* [To do] For every line in the records below that holds "notebook", make a copy.

=== Exercise inputs ===

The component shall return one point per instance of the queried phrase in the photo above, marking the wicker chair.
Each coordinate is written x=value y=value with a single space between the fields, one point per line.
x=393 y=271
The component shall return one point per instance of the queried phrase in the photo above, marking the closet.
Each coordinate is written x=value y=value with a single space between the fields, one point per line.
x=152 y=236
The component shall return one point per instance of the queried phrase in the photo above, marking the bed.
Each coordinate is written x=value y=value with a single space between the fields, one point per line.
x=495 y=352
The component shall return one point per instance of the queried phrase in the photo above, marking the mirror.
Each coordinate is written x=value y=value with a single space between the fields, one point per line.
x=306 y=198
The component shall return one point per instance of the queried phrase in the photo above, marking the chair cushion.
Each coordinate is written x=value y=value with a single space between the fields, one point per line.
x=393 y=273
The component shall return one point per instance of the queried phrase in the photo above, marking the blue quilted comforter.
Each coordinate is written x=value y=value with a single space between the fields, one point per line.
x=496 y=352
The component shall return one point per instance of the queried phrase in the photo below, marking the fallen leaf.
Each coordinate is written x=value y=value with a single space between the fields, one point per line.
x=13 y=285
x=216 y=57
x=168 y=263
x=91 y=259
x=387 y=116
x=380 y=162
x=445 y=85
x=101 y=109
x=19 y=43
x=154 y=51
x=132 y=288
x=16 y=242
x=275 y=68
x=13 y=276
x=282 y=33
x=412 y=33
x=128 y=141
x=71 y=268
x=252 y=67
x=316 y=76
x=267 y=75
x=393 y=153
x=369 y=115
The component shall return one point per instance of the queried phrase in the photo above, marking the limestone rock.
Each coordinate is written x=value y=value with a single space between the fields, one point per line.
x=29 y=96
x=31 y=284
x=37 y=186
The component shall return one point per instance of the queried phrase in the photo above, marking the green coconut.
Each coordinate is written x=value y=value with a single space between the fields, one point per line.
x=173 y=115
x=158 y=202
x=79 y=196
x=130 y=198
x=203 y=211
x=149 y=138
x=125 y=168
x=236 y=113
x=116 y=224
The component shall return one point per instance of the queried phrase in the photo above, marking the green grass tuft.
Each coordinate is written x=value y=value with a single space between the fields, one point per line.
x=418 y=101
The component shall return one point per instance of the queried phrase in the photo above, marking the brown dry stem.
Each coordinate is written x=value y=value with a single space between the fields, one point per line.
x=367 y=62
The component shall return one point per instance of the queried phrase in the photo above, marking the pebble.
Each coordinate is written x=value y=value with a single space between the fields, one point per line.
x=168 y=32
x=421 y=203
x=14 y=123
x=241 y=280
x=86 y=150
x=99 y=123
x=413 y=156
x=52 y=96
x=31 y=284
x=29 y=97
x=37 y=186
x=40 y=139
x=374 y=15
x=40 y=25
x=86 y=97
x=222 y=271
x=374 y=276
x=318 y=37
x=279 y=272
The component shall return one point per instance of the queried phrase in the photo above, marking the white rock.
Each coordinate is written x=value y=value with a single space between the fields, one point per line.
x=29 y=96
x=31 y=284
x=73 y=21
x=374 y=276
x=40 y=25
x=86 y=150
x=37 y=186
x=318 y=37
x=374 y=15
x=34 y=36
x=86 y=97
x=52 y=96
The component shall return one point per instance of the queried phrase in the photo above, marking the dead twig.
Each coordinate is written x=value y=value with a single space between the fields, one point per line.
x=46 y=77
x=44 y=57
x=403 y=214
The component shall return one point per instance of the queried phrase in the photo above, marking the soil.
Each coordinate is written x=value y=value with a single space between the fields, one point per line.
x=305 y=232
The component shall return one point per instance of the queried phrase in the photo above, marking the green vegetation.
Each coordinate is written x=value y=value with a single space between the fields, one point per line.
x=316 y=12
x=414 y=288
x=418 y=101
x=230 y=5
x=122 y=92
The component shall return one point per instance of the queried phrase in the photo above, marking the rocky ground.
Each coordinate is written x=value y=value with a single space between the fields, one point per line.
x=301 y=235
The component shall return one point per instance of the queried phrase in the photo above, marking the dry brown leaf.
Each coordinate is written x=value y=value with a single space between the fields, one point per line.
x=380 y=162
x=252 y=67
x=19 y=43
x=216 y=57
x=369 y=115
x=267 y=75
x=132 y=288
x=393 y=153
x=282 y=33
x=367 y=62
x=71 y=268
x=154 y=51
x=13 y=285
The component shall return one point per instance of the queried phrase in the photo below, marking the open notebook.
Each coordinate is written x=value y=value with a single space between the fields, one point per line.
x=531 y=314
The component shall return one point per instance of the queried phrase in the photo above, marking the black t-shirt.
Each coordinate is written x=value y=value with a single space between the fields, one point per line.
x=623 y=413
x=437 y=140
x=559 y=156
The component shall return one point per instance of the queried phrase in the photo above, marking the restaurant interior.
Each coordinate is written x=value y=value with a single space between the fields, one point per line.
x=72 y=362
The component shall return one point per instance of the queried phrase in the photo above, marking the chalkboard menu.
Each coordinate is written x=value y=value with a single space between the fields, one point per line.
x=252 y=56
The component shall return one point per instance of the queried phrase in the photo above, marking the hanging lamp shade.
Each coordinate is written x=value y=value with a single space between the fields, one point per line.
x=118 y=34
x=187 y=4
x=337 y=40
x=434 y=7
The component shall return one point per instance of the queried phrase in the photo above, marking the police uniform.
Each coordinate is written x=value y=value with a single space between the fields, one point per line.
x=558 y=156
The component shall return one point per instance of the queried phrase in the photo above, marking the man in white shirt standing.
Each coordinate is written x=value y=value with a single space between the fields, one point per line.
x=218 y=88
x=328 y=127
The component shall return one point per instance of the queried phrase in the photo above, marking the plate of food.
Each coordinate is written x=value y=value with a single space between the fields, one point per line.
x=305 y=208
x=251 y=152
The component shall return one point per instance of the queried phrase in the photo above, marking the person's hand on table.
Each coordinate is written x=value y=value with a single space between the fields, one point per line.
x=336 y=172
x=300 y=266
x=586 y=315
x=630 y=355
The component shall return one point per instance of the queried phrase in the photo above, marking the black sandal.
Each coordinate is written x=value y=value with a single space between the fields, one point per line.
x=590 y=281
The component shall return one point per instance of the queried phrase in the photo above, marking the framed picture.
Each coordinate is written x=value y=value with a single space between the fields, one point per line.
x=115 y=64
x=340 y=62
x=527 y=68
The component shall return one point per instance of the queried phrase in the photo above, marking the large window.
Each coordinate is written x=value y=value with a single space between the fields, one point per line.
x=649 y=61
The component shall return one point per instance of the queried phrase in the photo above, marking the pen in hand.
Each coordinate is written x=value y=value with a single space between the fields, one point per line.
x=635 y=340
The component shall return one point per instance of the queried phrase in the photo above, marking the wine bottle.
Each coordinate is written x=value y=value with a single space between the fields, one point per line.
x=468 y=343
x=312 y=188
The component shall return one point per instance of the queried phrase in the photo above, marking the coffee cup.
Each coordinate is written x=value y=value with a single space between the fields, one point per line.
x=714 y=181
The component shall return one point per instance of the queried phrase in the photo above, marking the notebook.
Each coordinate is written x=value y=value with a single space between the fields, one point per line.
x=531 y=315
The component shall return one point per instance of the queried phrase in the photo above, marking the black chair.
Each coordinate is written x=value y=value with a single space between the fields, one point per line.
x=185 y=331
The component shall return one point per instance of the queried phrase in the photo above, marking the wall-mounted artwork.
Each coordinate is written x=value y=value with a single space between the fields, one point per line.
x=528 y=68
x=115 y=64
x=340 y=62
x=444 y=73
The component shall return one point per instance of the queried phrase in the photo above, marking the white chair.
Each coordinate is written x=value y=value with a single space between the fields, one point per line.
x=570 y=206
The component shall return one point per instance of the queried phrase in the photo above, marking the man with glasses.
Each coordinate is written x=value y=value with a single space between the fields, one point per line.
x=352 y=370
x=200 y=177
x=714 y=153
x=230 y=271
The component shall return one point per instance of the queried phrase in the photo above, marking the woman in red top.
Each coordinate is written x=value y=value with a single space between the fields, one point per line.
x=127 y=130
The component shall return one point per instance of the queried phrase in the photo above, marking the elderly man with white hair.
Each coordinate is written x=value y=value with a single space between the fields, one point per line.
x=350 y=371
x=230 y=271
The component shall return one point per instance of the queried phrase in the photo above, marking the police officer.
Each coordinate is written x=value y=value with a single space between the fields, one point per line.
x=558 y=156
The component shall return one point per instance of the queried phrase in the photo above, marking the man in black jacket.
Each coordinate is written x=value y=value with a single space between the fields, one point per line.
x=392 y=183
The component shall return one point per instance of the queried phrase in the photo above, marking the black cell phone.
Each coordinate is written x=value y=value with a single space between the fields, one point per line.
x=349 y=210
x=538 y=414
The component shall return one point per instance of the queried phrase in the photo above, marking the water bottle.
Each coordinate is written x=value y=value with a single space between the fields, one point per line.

===

* [Solution to this problem]
The component shall return one point per instance of the queried phrase in the photo below, marking the open notebook.
The component shall return one point per instance of the queried phrase in the photo above, marking the notebook.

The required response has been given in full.